— begin —
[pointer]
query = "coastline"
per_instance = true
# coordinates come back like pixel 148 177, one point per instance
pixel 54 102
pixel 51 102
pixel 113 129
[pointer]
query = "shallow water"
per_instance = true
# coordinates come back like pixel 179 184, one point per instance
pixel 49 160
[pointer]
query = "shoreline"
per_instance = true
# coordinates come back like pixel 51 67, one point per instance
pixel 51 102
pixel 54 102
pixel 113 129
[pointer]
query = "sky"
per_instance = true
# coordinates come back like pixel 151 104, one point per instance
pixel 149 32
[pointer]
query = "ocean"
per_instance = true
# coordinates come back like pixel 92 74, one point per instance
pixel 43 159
— end —
— begin —
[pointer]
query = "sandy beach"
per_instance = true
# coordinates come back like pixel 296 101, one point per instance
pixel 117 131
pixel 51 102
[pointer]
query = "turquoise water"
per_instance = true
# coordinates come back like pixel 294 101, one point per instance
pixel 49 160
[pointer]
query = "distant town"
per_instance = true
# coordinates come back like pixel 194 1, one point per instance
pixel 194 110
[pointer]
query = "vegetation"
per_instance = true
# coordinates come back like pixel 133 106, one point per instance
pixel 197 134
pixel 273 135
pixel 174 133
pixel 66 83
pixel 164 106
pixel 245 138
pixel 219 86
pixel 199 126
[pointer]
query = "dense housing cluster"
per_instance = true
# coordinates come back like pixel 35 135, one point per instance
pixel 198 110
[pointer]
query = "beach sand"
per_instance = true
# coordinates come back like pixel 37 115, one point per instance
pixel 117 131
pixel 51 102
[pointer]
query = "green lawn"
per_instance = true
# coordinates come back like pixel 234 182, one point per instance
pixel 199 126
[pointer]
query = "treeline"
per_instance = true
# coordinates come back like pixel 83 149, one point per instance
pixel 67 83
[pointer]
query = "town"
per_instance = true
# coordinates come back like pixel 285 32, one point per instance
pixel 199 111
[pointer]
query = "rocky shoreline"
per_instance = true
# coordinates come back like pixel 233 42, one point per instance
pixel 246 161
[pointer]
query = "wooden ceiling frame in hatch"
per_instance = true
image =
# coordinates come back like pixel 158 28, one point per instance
— end —
— begin —
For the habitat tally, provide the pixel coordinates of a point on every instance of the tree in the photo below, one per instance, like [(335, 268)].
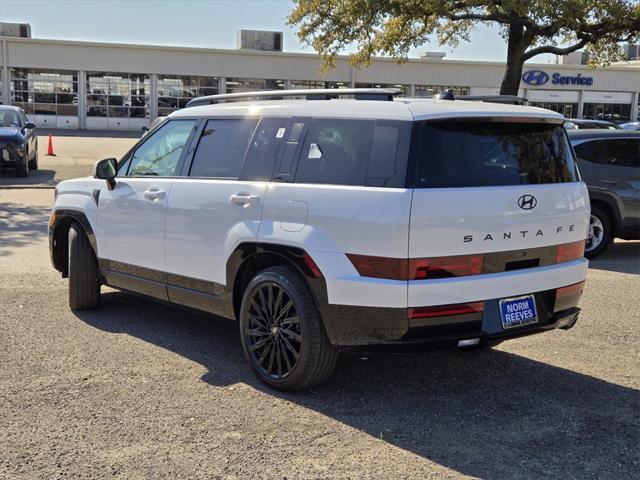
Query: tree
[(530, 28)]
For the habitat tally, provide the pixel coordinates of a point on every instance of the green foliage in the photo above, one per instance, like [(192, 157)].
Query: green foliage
— end —
*Given exercise:* Reproduce the lines of the rows starting at the line that contains "like [(335, 268)]." and ending at the line that contains "Query: green foliage", with both of those lines included, and leave the picture out.

*Final result:*
For the habitat tally, provide the pixel coordinates of a point on every instance of the tree in the photo below, one per instance, like [(335, 268)].
Query: tree
[(530, 28)]
For the habitat tally, provide the pixel coordinates of a point on every instance of the green foliage in the photo above, one per instance, like [(192, 157)].
Query: green foliage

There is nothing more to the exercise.